>> BEGIN

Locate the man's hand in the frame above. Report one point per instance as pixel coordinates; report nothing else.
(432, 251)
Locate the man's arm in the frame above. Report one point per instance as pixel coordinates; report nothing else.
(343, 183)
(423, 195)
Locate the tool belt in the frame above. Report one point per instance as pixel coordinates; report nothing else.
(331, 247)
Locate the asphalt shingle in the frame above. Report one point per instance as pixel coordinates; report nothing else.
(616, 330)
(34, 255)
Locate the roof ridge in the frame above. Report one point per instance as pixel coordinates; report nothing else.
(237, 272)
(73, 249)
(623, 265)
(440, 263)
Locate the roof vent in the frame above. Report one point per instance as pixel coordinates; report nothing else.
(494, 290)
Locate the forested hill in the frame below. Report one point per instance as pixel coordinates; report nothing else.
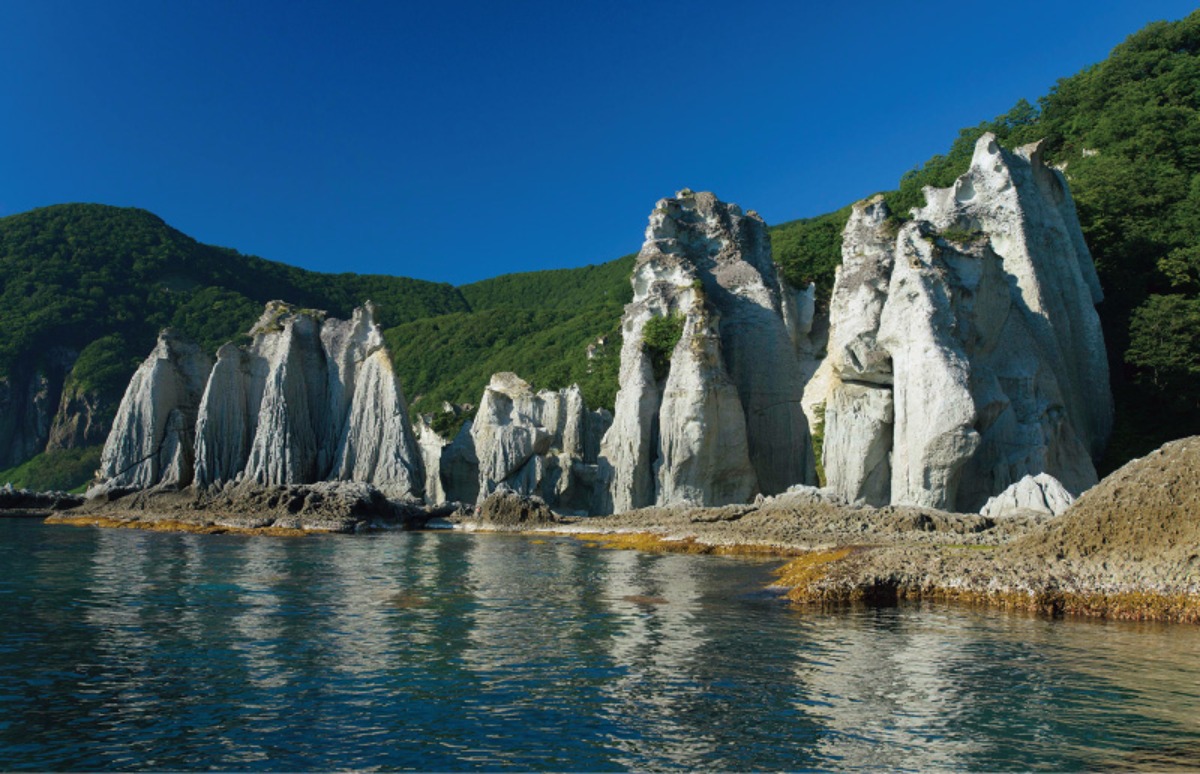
(1127, 135)
(73, 273)
(84, 289)
(101, 281)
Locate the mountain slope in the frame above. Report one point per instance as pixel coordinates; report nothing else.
(84, 288)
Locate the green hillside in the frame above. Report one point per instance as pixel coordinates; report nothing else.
(77, 273)
(1127, 132)
(101, 281)
(537, 324)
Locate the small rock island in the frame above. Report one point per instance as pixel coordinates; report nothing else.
(953, 390)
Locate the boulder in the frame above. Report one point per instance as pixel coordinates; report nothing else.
(1041, 495)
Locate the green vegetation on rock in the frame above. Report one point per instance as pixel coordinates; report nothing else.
(659, 339)
(810, 251)
(102, 281)
(64, 471)
(1127, 132)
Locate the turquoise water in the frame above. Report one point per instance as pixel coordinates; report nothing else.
(123, 649)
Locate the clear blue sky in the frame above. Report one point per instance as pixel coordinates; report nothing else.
(455, 142)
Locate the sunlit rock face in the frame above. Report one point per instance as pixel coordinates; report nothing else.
(541, 443)
(717, 418)
(153, 436)
(1038, 495)
(965, 351)
(309, 400)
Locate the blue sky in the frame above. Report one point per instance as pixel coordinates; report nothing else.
(455, 142)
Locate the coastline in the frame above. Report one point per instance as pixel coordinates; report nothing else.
(1128, 549)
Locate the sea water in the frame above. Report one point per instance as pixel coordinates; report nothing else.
(129, 649)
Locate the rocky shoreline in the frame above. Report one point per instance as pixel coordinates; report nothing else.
(1128, 549)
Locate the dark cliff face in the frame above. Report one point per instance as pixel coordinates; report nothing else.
(83, 419)
(29, 406)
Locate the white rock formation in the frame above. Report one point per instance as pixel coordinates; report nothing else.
(540, 443)
(719, 418)
(151, 441)
(965, 351)
(309, 400)
(1041, 495)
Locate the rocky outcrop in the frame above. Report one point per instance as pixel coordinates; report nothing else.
(83, 419)
(965, 352)
(451, 467)
(309, 400)
(151, 441)
(541, 443)
(714, 415)
(27, 502)
(321, 507)
(29, 400)
(1038, 495)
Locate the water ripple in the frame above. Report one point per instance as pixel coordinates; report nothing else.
(123, 649)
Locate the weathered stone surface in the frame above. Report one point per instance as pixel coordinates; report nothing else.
(151, 438)
(540, 443)
(724, 421)
(965, 351)
(1042, 495)
(27, 502)
(323, 505)
(29, 399)
(375, 438)
(309, 400)
(83, 419)
(504, 509)
(228, 417)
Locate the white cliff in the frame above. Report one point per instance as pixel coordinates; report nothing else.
(965, 351)
(151, 441)
(309, 400)
(540, 443)
(1041, 495)
(718, 418)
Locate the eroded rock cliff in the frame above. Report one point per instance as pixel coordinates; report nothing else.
(541, 443)
(712, 414)
(309, 400)
(965, 351)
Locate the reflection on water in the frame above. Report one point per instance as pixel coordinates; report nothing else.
(142, 651)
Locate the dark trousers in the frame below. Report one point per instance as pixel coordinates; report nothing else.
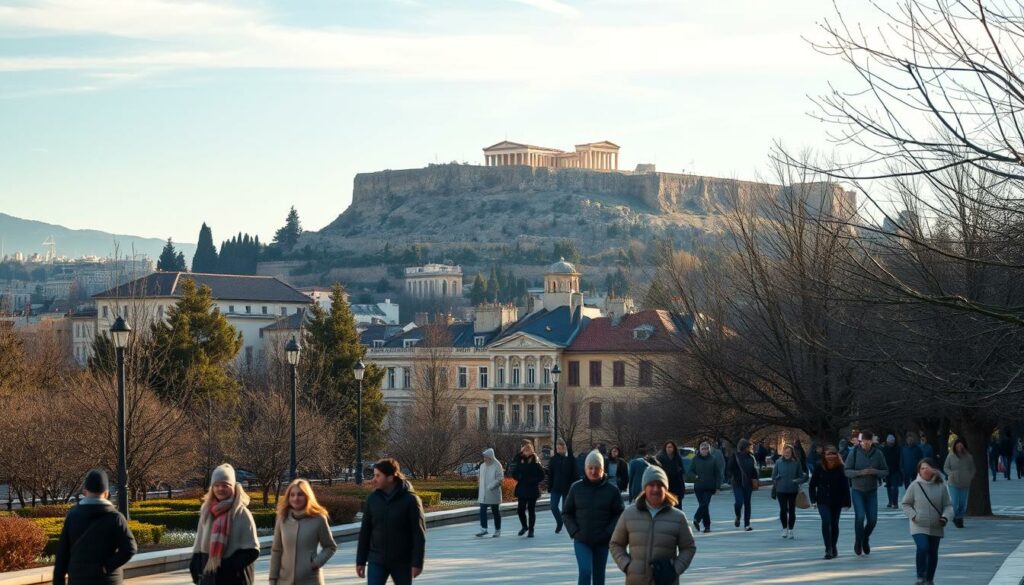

>> END

What this task involves. Without including the pictures, return each record above exactly as it stands.

Solution for this task.
Locate the man's hand in the frame above. Report one point per instance as pixel coordinates; report nothing else.
(432, 251)
Locate the man's arm in the frame above. Report one point per instance as pixel coordinates; report nothing else.
(343, 183)
(423, 195)
Locate the tool belt in the frame above. Report one point per instance as pixel coordinates; report nothing else.
(331, 247)
Locate the asphalt shingle in the frame above. Report one point per instance as pixel coordinates; report nothing else.
(616, 330)
(34, 255)
Locate the roof ridge in the frame above. Report one point per instance as pixel coordinates; report nothing else.
(237, 272)
(73, 249)
(623, 265)
(440, 263)
Locate the roof vent in the frame above. Report one point per instance as pixel coordinates; report nothing else.
(494, 290)
Locate the forested hill in the frame below. Report one point per instance as pixel coordinates; report nothing else.
(1127, 135)
(73, 273)
(84, 289)
(101, 281)
Locate the mountain slope in the frame above. Report one point per instance as pixel coordinates; report nothing else.
(84, 288)
Locate the green hillside in the frame above. Report one point per instance as pixel coordinates; report nothing else.
(77, 273)
(1127, 132)
(101, 281)
(537, 324)
Locate the small rock island in the frame above. Report one point per instance as pixel coordinates; report nothing else.
(953, 390)
Locate the boulder in the frame above. Report one point per instance as pixel coordinates; report nothing else.
(1041, 495)
Locate the green vegetation on rock in the frame above. Report one point per instance as pixel coordinates; report nothing else.
(659, 339)
(810, 251)
(102, 281)
(64, 471)
(1127, 132)
Locate the turquoise water in the frame above. Report one point per instance as pixel coordinates; report nothing else.
(123, 649)
Locate the clear blue sky in the frame above. Report one point per instance as pixel coordinates; report nothing else.
(455, 142)
Locate the sunlit rock face in the frame above. Report one point per instance as pixel coordinates; report nothing else.
(541, 443)
(717, 418)
(153, 436)
(1038, 495)
(965, 351)
(309, 400)
Locate the blue sky in the frame above. Report one point per instance as pixel coordinates; report nothing else.
(455, 142)
Locate the coastline in the frame above. Report one point per instance as pixel coordinates; report nothing else.
(1128, 549)
Locate the sea water in the frame above. Report one point per instance as pixel coordinates; report nothing else.
(129, 649)
Locate the rocky shoreline in the frame above. Report one point per instance as pixel coordinates; report nothing else.
(1128, 549)
Locate the dark cliff face in the frame above. Report one point per instance as pixel coordinates; report nothing else.
(83, 419)
(29, 406)
Locate the white rock formation in the frame above. Report one point per instance as pixel coordinates; report nothing else.
(540, 443)
(719, 418)
(151, 441)
(965, 351)
(309, 400)
(1041, 495)
Locate the rocky outcrop in the frame above. Report one point per instance as pixel coordinates; report nothing else.
(83, 419)
(965, 352)
(451, 467)
(309, 400)
(151, 441)
(541, 443)
(714, 415)
(27, 502)
(321, 507)
(29, 400)
(1038, 495)
Locate the water ripple in the frame above. Report one point per instance as pixel coordinates; report nothing else.
(123, 649)
Locate the weathered stone surface in the frame above. Report one point per instance as pixel coordinates; report nothing else.
(151, 438)
(540, 443)
(724, 421)
(965, 351)
(1042, 495)
(27, 502)
(323, 505)
(29, 399)
(375, 438)
(309, 400)
(83, 419)
(504, 509)
(228, 417)
Locate the white cliff in the frame above. Report one point per instance as pixel coordinates; report nothing else.
(965, 351)
(151, 441)
(309, 400)
(540, 443)
(1041, 495)
(718, 418)
Locate the eroded rock cliff in the frame above. Report one point per instance as pixel coordinates; report nothing else.
(541, 443)
(712, 414)
(309, 400)
(965, 351)
Locate the reflection on water in the frame above. Report one point per instance as pixel coordinates; report nothing else.
(142, 651)
Locate the dark trousers in the frame below. Report one point per instance as pixel coordinates; report nothing else.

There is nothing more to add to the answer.